*** Opening Text excerpt ***
When I watch this argument I see a traumatized court. Death penalty litigation, where the Strickland standard developed, is hard on everyone involved. And while termination of parental rights is often called the “death penalty of family law,” it has certainly never been given anywhere near the same level of due process or scrutiny. Consider for a moment that a final judgment of termination can be entered against you for failure to appear at your arraignment and then again for failure to appear at your trial. The death penalty cannot be entered by default. Imagine a person being sentenced to death because they could not find a ride to court on one day out of years of proceedings. That is obviously ridiculous. It’s equally ridiculous in termination cases.
But that is an aside. The questions I heard from the bench were about implementation and how to avoid all of the problems that Strickland seems to invite. Justice Pariente worried it will encourage nitpicking, but the ill seems to be the risk of interminable litigation and not the scrutiny itself. Everyone therefore appeared to agree that the time frames must be limited. Beyond that, it’s hard to predict what rules would avoid the problems we have today without creating new problems tomorrow. Justice Lewis, for example, raised the potential problem of the State and parent both having to waive privilege in the middle of pending litigation. This seems important: it’s hard to say how a parent would raise effective assistance if the parent had no access to whatever skeletons the state was hiding.
The procedural issues are actually quite puzzling. That doesn’t mean we should have no procedures at all. It’s clear that we need guidance on what the floor is for effective representation, but we also need funding and support to raise everyone so far above the floor that we rarely have to worry about hitting it. That’s why our clinic filed an amicus brief with Florida’s Children First, arguing that improving the quality of parents’ lawyers early in cases can help us get kids home sooner and safer, and be more sure that when children aren’t reunified it was because of safety and not because the system was too complicated or difficult for their parents to navigate.
One legal note of interest: several justices identified the ex post review that Strickland requires as an evil of the standard. Under Strickland, the court must, long after the trial has conclude, go back and review the record to determine if everyone behaved correctly. What was interesting to me was that the Least Restrictive Means analysis that has evolved in child welfare law contains the exact same flaw. Under LRM, the Court must go back and determine if DCF made a good faith effort to rehabilitate the parent, sometimes years after the case started. Because we do ex post review already, adding an effectiveness hearing after the trial would only serve to recognize the defense attorney’s role in ensuring that good faith effort by the state. Of course when 95% of parents rely on appointed counsel and state-funded services, budget cuts are a far more persistent threat to due process than sleepy attorneys.
*** Closing Text excerpt ***
What the exercise asks:
Please reproduce word for word the passage from the commentary on termination of parental rights, starting at "When I watch" and ending after "in termination cases.".
*** Opening Data to examine ***
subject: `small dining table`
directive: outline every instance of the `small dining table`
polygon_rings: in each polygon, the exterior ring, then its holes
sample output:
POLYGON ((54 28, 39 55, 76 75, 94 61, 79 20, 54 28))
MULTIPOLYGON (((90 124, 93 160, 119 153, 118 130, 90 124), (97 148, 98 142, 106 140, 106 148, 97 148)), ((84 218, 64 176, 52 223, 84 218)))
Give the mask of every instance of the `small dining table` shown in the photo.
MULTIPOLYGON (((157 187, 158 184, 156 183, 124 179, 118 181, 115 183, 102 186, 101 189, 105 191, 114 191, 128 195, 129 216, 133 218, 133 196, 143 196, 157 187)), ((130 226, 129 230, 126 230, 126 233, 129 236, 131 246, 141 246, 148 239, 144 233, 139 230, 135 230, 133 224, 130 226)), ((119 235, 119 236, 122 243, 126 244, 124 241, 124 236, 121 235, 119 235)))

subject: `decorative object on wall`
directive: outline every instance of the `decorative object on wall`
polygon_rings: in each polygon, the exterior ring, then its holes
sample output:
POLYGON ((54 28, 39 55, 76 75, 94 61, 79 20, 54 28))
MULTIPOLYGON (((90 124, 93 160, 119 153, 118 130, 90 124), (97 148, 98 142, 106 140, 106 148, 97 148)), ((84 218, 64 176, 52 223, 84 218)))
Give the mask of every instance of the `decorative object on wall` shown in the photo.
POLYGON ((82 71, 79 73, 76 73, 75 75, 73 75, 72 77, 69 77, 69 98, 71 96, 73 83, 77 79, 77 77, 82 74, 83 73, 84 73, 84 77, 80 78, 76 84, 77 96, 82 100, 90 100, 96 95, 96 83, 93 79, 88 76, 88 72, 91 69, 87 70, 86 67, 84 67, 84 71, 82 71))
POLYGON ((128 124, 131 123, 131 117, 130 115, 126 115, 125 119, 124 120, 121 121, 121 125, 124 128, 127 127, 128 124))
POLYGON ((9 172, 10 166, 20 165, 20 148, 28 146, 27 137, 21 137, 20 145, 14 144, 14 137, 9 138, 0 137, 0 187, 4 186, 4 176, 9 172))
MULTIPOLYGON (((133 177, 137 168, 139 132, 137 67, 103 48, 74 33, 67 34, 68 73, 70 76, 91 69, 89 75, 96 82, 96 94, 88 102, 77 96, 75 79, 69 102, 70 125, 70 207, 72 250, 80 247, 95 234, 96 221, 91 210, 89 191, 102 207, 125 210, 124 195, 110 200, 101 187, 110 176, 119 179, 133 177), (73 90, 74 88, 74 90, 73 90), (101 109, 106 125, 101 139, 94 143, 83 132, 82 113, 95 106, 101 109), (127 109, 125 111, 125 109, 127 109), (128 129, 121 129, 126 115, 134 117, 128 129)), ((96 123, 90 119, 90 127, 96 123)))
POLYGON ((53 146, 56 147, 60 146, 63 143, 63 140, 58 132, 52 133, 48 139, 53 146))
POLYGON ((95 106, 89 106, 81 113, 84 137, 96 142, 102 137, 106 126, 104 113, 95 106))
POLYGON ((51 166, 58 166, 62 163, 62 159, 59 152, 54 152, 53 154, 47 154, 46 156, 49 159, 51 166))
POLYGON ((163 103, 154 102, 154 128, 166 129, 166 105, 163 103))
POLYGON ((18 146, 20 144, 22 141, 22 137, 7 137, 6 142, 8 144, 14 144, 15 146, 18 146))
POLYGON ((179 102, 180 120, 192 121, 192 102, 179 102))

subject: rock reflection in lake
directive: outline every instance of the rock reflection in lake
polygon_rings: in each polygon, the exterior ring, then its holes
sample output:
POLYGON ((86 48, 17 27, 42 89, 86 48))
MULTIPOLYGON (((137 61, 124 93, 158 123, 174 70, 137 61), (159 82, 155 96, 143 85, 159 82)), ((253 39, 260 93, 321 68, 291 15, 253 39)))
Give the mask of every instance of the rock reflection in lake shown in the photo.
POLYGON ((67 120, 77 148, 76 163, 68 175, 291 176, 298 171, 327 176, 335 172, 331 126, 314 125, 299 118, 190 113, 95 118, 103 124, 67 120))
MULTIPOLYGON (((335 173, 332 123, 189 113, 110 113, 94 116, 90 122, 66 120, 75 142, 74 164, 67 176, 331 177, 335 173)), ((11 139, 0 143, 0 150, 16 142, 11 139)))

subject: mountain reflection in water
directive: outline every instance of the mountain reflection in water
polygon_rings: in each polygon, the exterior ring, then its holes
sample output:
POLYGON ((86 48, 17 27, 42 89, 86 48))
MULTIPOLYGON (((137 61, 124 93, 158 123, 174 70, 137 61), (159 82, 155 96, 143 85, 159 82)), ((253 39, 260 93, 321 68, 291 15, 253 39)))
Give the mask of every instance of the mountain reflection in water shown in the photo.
*** Closing Data to examine ***
Answer section:
When I watch this argument I see a traumatized court. Death penalty litigation, where the Strickland standard developed, is hard on everyone involved. And while termination of parental rights is often called the “death penalty of family law,” it has certainly never been given anywhere near the same level of due process or scrutiny. Consider for a moment that a final judgment of termination can be entered against you for failure to appear at your arraignment and then again for failure to appear at your trial. The death penalty cannot be entered by default. Imagine a person being sentenced to death because they could not find a ride to court on one day out of years of proceedings. That is obviously ridiculous. It’s equally ridiculous in termination cases.